Reproduce the material starting at its beginning and ending at the line containing "(494, 1251)", swapping "large fire" for "big blaze" and leaving everything else unchanged.

··· Record set

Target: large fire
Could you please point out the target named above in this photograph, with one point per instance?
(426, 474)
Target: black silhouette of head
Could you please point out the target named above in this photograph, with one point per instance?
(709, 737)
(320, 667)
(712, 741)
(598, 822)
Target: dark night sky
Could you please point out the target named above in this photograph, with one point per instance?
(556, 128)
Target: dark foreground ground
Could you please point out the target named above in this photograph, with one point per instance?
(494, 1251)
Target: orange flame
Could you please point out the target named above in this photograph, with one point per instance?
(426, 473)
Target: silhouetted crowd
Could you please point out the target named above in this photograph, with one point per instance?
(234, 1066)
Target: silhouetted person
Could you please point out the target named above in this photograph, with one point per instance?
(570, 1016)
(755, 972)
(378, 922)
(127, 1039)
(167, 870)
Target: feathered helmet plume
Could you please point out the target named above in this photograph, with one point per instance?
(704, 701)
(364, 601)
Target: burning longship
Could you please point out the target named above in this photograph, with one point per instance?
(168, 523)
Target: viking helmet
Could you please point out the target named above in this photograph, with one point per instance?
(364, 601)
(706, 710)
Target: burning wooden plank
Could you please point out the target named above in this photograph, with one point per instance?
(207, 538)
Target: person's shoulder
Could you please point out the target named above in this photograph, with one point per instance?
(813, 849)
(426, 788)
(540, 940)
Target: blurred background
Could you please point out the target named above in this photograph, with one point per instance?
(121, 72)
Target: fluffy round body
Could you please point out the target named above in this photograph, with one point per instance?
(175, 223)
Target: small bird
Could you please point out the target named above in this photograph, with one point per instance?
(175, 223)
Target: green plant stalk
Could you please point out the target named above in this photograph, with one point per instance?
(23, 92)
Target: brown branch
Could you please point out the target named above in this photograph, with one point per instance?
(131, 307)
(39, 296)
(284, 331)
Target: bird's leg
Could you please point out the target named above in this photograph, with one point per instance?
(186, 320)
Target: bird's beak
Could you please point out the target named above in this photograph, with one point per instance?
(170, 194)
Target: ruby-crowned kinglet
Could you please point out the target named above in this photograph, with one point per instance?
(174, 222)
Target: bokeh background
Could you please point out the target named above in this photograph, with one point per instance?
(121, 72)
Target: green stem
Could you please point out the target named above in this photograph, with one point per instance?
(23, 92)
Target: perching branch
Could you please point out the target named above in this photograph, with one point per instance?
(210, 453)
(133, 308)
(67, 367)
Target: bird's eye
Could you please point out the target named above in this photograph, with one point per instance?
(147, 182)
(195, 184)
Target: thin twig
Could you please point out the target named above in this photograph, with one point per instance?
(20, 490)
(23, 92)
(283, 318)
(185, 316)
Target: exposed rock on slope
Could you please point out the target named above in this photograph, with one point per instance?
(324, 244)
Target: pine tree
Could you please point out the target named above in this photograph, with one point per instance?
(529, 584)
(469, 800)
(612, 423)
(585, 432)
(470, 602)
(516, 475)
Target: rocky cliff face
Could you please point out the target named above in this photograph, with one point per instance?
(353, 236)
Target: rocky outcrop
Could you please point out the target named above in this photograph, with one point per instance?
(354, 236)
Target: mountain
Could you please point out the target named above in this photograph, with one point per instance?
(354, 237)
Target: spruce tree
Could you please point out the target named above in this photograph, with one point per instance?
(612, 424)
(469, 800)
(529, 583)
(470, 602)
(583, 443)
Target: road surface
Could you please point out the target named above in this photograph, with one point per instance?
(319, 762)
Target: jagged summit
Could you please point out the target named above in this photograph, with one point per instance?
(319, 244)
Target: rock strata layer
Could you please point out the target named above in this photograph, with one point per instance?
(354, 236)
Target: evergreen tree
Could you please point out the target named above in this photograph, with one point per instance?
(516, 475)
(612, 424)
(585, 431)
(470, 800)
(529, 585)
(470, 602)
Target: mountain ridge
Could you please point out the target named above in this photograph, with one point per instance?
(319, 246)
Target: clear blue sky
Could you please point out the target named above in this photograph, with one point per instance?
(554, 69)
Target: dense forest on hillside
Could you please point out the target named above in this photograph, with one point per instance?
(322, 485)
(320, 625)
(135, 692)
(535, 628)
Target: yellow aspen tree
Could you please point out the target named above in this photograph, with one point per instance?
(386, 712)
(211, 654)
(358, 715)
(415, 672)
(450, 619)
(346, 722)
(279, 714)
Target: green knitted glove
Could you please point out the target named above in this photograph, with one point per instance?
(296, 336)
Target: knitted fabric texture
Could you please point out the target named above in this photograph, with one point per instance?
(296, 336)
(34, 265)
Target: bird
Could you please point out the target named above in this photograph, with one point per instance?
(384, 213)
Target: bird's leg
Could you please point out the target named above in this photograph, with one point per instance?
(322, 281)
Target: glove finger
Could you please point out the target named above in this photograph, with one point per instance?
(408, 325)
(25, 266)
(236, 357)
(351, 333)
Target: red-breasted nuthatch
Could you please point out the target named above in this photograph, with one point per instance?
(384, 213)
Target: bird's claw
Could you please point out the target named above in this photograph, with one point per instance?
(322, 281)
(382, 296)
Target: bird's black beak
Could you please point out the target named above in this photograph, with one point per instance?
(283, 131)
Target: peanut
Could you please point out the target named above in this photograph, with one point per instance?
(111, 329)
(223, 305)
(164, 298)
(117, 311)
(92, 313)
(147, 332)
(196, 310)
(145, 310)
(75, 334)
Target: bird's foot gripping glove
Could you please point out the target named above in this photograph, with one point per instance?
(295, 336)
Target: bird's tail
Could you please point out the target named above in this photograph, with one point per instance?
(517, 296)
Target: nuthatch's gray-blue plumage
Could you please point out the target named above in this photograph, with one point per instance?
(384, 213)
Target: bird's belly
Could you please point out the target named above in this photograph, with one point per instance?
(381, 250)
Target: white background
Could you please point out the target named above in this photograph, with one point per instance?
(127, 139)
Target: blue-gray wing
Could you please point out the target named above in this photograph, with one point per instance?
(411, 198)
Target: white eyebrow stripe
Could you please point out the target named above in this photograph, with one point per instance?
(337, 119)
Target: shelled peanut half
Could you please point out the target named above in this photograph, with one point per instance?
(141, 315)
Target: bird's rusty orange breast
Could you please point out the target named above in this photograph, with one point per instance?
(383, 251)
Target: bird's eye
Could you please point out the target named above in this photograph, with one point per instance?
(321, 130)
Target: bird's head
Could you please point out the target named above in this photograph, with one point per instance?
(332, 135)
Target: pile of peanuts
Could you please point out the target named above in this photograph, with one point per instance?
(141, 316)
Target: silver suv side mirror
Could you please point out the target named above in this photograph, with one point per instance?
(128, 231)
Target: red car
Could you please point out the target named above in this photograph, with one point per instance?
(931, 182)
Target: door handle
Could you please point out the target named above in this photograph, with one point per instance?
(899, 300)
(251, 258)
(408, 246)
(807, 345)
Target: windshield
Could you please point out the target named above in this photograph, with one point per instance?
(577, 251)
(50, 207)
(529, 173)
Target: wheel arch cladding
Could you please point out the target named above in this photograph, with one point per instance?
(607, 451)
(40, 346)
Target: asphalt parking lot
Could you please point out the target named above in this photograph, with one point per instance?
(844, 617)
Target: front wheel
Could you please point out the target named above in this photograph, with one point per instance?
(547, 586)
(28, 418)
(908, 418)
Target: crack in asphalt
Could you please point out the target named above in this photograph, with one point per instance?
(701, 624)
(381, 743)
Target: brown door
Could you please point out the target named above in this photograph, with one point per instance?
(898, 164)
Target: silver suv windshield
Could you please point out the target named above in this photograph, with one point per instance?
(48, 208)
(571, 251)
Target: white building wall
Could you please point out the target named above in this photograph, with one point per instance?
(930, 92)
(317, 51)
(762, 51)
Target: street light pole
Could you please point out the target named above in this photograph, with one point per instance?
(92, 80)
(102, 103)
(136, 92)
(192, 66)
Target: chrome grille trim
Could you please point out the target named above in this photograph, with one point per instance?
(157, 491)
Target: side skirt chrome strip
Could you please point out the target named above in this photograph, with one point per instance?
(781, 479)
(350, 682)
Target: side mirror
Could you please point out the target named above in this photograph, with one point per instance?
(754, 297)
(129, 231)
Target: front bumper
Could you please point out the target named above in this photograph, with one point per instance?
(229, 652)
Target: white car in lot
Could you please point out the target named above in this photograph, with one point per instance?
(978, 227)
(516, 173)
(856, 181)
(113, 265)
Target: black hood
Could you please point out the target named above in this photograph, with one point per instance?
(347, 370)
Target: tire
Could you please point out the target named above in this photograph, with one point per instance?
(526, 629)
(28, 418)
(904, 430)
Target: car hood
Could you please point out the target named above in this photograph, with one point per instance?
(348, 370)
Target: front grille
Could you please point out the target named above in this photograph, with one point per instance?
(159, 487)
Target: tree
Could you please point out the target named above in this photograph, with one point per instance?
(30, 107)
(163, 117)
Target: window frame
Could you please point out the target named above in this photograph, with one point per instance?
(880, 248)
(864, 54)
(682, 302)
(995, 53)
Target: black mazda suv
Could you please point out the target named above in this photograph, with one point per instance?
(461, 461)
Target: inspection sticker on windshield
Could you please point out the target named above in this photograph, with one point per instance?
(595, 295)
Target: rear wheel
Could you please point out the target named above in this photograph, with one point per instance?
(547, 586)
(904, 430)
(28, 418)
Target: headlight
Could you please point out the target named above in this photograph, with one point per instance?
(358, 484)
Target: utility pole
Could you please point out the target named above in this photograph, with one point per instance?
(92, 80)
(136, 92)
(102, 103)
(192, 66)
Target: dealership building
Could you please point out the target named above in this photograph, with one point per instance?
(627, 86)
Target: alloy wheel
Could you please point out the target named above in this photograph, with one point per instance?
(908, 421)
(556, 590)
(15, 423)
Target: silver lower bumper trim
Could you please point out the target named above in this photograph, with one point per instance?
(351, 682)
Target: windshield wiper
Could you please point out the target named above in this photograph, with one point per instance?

······

● Full response:
Target: big blaze
Could you please point out the target named above in this photograph, with one point per instance?
(426, 474)
Target: black silhouette of head
Could you please point out the target named above in this photograph, with one point per instance?
(709, 737)
(320, 667)
(712, 741)
(598, 822)
Target: dark night sky
Could you please point out the target named above in this photograph, with one point per instance?
(556, 128)
Target: dark foreground ground
Could you please point out the target named above in this photograph, with one point per instance?
(494, 1251)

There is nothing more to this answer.